#!/usr/bin/env python
# coding: utf-8

# In[1]:


import pandas as pd
import numpy as np
from scipy import stats

import matplotlib.pyplot as plt

get_ipython().run_line_magic('matplotlib', 'inline')


# In[2]:


plt.rcParams['figure.dpi'] = 120


# ## Generate Some Data
# 
# Create an artificial climate signal at mothly resolution, containing different periodic signals.

# In[3]:


x = np.arange(1820, 1980, 1/12)

# cyclic variability
annual = np.sin((x + 3/12) * 2 * np.pi)  # annual
c1 = np.sin((x - 7/12) * 2 * np.pi / 6)  # 6-year
c2 = np.sin((x + 2/12) * 2 * np.pi / 8)  # 8-year

# appearance and disappearance of multi-year cycles
c1_onoff = stats.norm.pdf(x, 1860, 22)
c2_onoff = stats.norm.pdf(x, 1930, 8)
# normalise the on/off signals
c1_onoff /= c1_onoff.max()
c2_onoff /= c2_onoff.max()

# add noise
err = np.random.normal(0, 0.12, x.size)

# background
bkg = 0.8 + -3e-3 * (x - 1820)

y = (
     annual * 0.2 +  # annual signal
     c1 * 0.18 * c1_onoff +  # 6-year cycle
     c2 * 0.23 * c2_onoff +   # 7-year cycle
     err +  # error
     bkg  # linear background
    )

fig, axs = plt.subplots(4, 1, figsize=[8, 8], sharex=True)

_Provided entries_:
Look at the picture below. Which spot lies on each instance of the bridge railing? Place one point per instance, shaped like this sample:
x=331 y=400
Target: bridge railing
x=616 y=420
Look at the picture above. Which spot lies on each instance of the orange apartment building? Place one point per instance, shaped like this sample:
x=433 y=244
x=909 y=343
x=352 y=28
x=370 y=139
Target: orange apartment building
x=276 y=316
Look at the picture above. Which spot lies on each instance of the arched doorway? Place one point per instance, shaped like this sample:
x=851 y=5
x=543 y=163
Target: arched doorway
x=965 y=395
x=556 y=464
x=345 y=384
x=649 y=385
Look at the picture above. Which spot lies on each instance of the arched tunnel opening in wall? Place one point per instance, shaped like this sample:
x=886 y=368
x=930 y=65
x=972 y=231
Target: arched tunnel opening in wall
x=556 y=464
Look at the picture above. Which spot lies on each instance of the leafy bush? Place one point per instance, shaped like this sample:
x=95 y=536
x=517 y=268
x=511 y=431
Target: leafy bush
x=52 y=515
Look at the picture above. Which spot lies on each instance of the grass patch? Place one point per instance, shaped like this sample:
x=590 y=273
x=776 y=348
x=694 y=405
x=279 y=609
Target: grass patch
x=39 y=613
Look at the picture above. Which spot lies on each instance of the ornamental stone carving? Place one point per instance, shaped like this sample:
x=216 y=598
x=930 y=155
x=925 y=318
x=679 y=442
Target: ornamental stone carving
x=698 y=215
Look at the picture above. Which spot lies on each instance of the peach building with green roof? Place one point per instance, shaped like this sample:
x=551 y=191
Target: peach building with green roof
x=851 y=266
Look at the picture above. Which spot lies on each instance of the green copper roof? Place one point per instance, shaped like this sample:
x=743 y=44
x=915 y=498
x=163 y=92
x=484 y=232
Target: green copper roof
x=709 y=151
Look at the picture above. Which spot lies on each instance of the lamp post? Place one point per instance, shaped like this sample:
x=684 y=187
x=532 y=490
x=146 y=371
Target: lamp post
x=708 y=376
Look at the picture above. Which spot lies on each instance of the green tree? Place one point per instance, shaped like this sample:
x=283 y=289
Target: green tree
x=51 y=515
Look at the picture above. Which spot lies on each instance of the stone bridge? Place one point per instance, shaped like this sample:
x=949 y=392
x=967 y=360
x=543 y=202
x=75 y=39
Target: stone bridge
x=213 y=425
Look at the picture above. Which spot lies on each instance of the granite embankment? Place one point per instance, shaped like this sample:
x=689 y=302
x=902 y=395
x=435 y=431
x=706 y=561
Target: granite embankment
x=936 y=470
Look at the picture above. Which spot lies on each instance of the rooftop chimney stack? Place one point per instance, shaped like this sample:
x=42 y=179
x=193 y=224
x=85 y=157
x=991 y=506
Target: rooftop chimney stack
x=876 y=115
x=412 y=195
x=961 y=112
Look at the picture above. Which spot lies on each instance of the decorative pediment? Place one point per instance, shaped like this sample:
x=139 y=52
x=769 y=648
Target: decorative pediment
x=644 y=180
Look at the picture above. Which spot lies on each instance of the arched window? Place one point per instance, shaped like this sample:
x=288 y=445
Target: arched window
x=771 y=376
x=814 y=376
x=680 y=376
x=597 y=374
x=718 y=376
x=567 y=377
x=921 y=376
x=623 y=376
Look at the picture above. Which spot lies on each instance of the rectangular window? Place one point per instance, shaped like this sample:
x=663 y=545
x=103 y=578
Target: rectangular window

_To do_:
A) Answer these questions about the climate-signal script:
(i) What figure dpi does the script set?
(ii) What standard deviation is given for the added noise?
(iii) What mean is passed to stats.norm.pdf for c2_onoff?
B) Duplicate the lines of the entries starting at the line that contains "of the peach" and ending at the line that contains "x=851 y=266", with both of those lines included.

_Exercise results_:
A)
(i) 120
(ii) 0.12
(iii) 1930

B)
Look at the picture above. Which spot lies on each instance of the peach building with green roof? Place one point per instance, shaped like this sample:
x=551 y=191
Target: peach building with green roof
x=851 y=266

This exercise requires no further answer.